*Task prompt:*
Copy the passage from the court opinion word for word, starting at "Louisiana Code of" and ending at "10/31/16), ---So.3d ---, ---.".

*Reading passage:*
On November 30, 2015, the motion for new trial, the motion to strike the motion for new trial, and the motion to set aside, nullify, and/or in the alternative modify judgment and reinstate the previous judgment of possession all came before the trial court for a hearing. On December 30, 2015, the trial court signed a judgment denying Ms. Turner's motion for new trial as untimely, denying Mr. Brown's motion to strike the motion for new trial, and granting, in part, and denying, in part, the motion to set aside, nullify, and/or in the alternative modify judgment and reinstate the previous judgment of possession. The trial court ordered all funds in the savings account be maintained, preserved, and administered in accordance with the tutorship laws of Louisiana, as set forth in La. C.C.P. art. 4031, et seq.; ordered Mr. Brown to place the funds in the savings account in trust or in the registry of the court within thirty days of the notice of the signing of the judgment; ordered Mr. Brown to obtain court approval for any action affecting the minor's property; and ordered Mr. Brown to file an annual accounting. The trial court denied the motion to set aside, nullify, and/or in the alternative modify judgment and reinstate the previous judgment of possession in all other respects. Mr. Brown now appeals.

ASSIGNMENT OF ERROR

Mr. Brown raises the following assignment of error:

1. The trial court committed error when it rendered its December 30, 2015 judgment, insofar and only insofar as it amended its original July 14, 2015 judgment.

DISCUSSION

Initially, we must consider the rule to show cause order issued by this court, ex proprio motu, on May 5, 2016. The rule to show cause order noted that the trial court's December 30, 2015 judgment appeared to be a nonappealable ruling and directed the parties to show cause as to whether or not the appeal should be dismissed for this reason. On September 19, 2016, the rule to show cause order was referred to the panel to which the merits of the appeal were assigned.

Louisiana Code of Civil Procedure art. 1841 states that a judgment is the determination of the rights of the parties in an action and may award any relief to which the parties are entitled. A judgment may be interlocutory or final. A judgment which does not determine the merits but only preliminary matters in the course of an action is an interlocutory judgment, whereas a judgment that determines the merits in whole or in part is a final judgment. The appellate jurisdiction of this court extends to final judgments. See La. C.C.P. art. 2083; Kelly v. Kelly, 16-0206 (La. App. 1 Cir. 10/31/16), ---So.3d ---, ---.

*Given records:*
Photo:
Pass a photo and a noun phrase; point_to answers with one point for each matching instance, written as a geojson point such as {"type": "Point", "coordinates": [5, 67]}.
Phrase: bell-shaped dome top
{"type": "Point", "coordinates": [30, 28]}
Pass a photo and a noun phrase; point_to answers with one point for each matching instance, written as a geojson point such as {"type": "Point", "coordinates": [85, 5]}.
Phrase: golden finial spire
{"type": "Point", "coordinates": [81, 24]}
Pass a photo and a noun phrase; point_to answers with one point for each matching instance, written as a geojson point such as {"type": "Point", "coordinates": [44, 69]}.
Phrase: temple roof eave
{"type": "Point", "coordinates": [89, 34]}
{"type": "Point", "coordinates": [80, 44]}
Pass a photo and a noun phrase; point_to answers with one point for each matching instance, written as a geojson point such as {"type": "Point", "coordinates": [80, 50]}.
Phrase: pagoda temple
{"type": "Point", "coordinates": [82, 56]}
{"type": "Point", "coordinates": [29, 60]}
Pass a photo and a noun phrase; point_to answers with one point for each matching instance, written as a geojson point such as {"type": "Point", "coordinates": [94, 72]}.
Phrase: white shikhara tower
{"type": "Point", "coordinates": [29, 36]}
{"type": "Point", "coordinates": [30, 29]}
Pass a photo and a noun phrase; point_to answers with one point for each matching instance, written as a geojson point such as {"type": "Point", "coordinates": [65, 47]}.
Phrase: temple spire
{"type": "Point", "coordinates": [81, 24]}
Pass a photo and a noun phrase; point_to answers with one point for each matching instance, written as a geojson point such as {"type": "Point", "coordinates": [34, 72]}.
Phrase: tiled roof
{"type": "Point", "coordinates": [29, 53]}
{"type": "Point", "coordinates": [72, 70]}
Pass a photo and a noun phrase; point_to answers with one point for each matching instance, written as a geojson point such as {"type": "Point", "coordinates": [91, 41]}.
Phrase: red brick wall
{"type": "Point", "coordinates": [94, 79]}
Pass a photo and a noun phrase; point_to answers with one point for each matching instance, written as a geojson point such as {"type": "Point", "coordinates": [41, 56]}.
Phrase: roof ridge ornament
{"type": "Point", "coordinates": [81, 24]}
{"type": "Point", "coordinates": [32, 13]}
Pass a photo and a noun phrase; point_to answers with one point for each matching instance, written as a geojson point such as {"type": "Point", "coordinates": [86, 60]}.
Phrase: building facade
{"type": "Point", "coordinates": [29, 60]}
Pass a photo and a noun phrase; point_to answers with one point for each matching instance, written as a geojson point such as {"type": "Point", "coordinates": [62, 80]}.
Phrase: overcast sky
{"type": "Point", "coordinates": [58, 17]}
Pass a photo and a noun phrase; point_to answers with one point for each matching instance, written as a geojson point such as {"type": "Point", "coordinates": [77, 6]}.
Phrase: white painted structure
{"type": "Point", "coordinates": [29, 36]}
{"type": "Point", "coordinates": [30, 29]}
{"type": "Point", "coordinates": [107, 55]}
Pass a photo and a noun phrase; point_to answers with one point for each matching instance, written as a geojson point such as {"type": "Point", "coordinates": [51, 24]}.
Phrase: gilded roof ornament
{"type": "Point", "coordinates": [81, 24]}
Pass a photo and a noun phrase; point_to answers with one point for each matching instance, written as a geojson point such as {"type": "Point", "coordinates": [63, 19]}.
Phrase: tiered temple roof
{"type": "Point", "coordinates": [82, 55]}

*Task solution:*
Louisiana Code of Civil Procedure art. 1841 states that a judgment is the determination of the rights of the parties in an action and may award any relief to which the parties are entitled. A judgment may be interlocutory or final. A judgment which does not determine the merits but only preliminary matters in the course of an action is an interlocutory judgment, whereas a judgment that determines the merits in whole or in part is a final judgment. The appellate jurisdiction of this court extends to final judgments. See La. C.C.P. art. 2083; Kelly v. Kelly, 16-0206 (La. App. 1 Cir. 10/31/16), ---So.3d ---, ---.